* Begin Extract to read *
While other political parties have been scrambling to impress voters with their climate proposals, from EU-wide taxes on carbon emissions to boosting spending on environmental initiatives, the Sweden Democrats, which was the only Swedish party to vote against ratifying the Paris Agreement in 2015, has been promising price cuts on petrol.

“They have such low climate priorities, it’s bordering on total ignorance,” said Lindahl. “It would be devastating if the Sweden Democrats had any influence on Swedish climate policy.”

Slowed, but still strong

Prior to the wildfires, the surging fortunes of the Sweden Democrats, on the back of its hardline messaging on crime and immigration, had largely defined the campaign.

Sweden Democrats party leader Jimmie Akesson gives a speech in Landskrona, Sweden, August 31, 2018. TT News Agency/Johan Nilsson/via REUTERS.
* End Extract to read *
**Given instruction 1**
Using the excerpt on Swedish climate politics, explain what drove the Sweden Democrats' rise before the wildfires, in one to three sentences.
**Given instruction 2**
According to the excerpt on Swedish climate politics, which Swedish party was the only one to vote against ratifying the Paris Agreement in 2015?
* Begin Supplied information *
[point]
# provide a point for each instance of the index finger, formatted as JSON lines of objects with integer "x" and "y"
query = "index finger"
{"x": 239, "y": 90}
* End Supplied information *
**Answer 1**
The Sweden Democrats' fortunes surged on the back of the party's hardline messaging on crime and immigration. That rise had largely defined the campaign before the wildfires.

**Answer 2**
The Sweden Democrats.